Written request 1: Rewrite the review from "This disparity contributes" up to and including "dialogue sounds hackneyed.", putting "stale" in place of "hackneyed".

Resnick sings beautifully too, and brings a shadowy magnetism to his forceful portrayal of the should-be music legend.

Zak Resnick and Gabrielle Ruiz. Photo by Jenny Anderson
Zak Resnick and Gabrielle Ruiz. Photo by Jenny Anderson

Two friends follow Berns through his years of struggle and success, characters signifying the tender and harsh sides of Berns’s own character: his loyal friend Hoagy (the velvet-voiced Derrick Baskin), a singer who in the end lacks the “name” needed to sell Berns’s songs; and Wazzel (played at two different ages by Joseph Siravo and Bryan Fenkart), the gangster-manager who threatens club owners to get bookings for the young talents, and who sticks by Berns until years later his muscle is called upon to get the songwriter the terms he wants when he forms Bang Records with Jerry Wexler (Mark Zeisler), Ahmet Ertegün and Nesuhi Ertegün.

Along the way Berns has an early steamy sexual encounter with Candace (a fine De’Adre Aziza), a handy way to lead into “I Want Candy,” one of several compact, energetic and period-evocative production numbers. Later there’s a real romance leading to a Jewish wedding with the long-suffering Ilene, played at a young age by the excellent Teal Wicks and as a cynical widow by the tiny but impressively-heeled Linda Hart, who sings the show-stopping number “I’ll Be a Liar,” a song I’d never heard, and which could have been custom-written for the show.

The title “I’ll Be a Liar,” not to mention the powerful drama in the song’s music and lyrics, exemplifies the emotional depth of Berns’s writing. Forgoing both the sweetness of bubble-gum pop and the glitter of the classic Motown repertoire, these songs were (and are) aching and rich. There’s a reason cover bands and radio stations have never stopped playing them all over the Western world. As orchestrated and arranged by Garry Sherman and put forth by the consistently solid cast, they make this show a joy.

The script sets Berns’s eventful life within a framing story in which his grown daughter Jessie – a composite character played with brittle strength by Leslie Kritzer – comes to terms with his legacy as her mother angles to sell his catalog. Kritzer has some nice moments, though probably none tops her first, when an early Berns dance number devolves into Jessie’s folk-guitar version played to nobody in an obscure coffeehouse. The theme of Jessie’s growing into both her father’s legacy and her own independent identity persists throughout the show via intermittent scenes, but is never as compelling as the depiction of Berns’s own life.

This disparity contributes to an overall ricketiness in Daniel Goldfarb’s book. Jessie’s bonding with the older Wazzel – a stereotype of a New York City tough – doesn’t ring true. And Hoagy is underdeveloped, especially given the fine voice and gentle charisma with which Baskin invests the role. Too much of the dialogue sounds hackneyed.

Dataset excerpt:
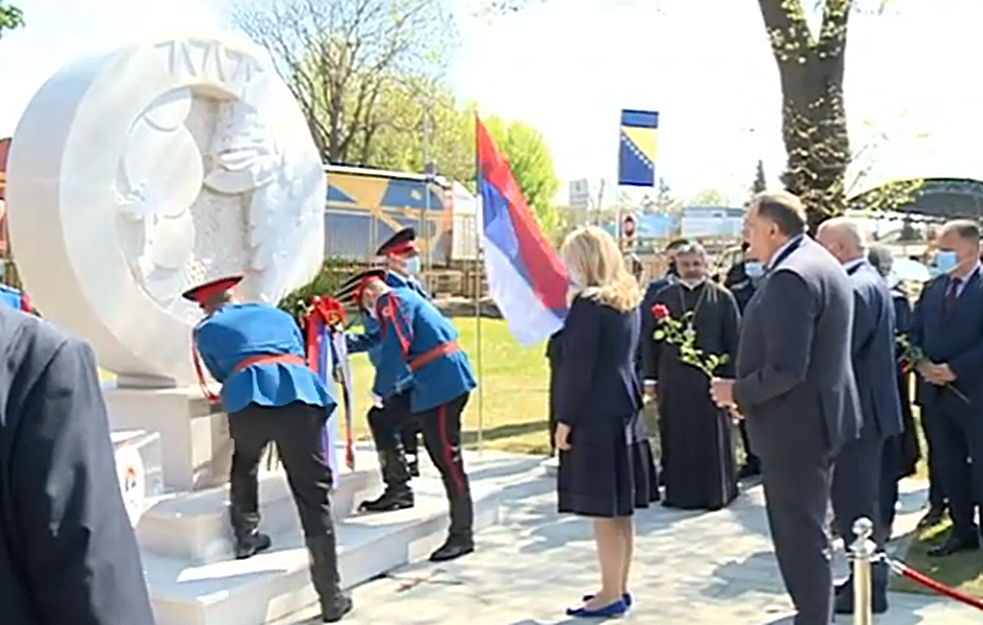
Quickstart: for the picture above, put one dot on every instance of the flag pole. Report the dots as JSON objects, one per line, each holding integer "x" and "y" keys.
{"x": 479, "y": 263}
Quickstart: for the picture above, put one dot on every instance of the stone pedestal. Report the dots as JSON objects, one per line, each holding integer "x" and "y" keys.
{"x": 197, "y": 450}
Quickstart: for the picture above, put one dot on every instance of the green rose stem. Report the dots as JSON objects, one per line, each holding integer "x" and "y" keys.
{"x": 914, "y": 356}
{"x": 682, "y": 334}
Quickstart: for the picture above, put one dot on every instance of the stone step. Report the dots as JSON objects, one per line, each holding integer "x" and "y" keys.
{"x": 194, "y": 527}
{"x": 139, "y": 469}
{"x": 273, "y": 585}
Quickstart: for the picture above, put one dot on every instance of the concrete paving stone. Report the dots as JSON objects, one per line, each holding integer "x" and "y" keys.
{"x": 690, "y": 568}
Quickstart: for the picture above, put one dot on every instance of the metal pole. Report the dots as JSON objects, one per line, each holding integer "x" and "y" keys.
{"x": 863, "y": 550}
{"x": 425, "y": 231}
{"x": 479, "y": 265}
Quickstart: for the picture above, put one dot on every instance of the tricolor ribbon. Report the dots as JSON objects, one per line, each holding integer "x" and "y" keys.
{"x": 326, "y": 352}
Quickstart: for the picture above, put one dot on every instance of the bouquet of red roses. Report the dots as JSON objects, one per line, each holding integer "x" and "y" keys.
{"x": 682, "y": 334}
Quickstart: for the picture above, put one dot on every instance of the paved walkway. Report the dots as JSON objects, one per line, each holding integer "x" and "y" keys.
{"x": 690, "y": 568}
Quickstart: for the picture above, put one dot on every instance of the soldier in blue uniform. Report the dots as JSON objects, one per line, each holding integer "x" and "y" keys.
{"x": 414, "y": 334}
{"x": 395, "y": 435}
{"x": 256, "y": 352}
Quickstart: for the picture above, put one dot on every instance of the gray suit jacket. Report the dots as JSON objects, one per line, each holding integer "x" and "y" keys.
{"x": 795, "y": 383}
{"x": 67, "y": 551}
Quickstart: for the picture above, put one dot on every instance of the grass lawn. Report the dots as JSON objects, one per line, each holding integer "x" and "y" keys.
{"x": 963, "y": 571}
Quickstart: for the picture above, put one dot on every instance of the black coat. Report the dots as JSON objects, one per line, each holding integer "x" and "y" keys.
{"x": 67, "y": 550}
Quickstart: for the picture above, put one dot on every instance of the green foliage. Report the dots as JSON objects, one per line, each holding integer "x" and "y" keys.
{"x": 341, "y": 59}
{"x": 532, "y": 165}
{"x": 333, "y": 273}
{"x": 11, "y": 17}
{"x": 682, "y": 334}
{"x": 401, "y": 114}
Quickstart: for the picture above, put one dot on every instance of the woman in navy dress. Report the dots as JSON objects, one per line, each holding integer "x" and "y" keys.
{"x": 606, "y": 469}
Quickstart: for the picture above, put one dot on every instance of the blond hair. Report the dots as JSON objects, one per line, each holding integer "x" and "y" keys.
{"x": 594, "y": 256}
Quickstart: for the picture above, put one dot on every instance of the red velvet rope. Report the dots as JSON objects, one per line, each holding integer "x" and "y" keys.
{"x": 931, "y": 584}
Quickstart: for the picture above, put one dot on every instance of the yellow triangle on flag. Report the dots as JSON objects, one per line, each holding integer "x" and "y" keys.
{"x": 645, "y": 139}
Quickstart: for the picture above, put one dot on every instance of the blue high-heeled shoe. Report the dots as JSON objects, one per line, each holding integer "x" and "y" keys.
{"x": 618, "y": 608}
{"x": 627, "y": 598}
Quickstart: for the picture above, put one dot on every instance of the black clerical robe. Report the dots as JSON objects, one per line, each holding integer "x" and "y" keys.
{"x": 698, "y": 445}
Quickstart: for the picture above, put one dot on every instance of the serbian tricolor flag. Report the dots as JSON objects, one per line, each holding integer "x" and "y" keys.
{"x": 526, "y": 278}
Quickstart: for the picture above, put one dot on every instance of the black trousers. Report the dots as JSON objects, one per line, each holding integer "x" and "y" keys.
{"x": 856, "y": 486}
{"x": 391, "y": 424}
{"x": 931, "y": 426}
{"x": 959, "y": 449}
{"x": 297, "y": 430}
{"x": 442, "y": 437}
{"x": 750, "y": 459}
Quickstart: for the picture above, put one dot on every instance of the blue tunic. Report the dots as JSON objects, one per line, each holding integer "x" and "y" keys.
{"x": 368, "y": 342}
{"x": 239, "y": 331}
{"x": 410, "y": 327}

Written request 2: Extract every line of the listing that contains the string "dress", matching case exactly.

Result 1:
This disparity contributes to an overall ricketiness in Daniel Goldfarb’s book. Jessie’s bonding with the older Wazzel – a stereotype of a New York City tough – doesn’t ring true. And Hoagy is underdeveloped, especially given the fine voice and gentle charisma with which Baskin invests the role. Too much of the dialogue sounds stale.

Result 2:
Quickstart: for the picture above, put one dot on every instance of the woman in navy dress. Report the dots as JSON objects, one per line, each holding integer "x" and "y" keys.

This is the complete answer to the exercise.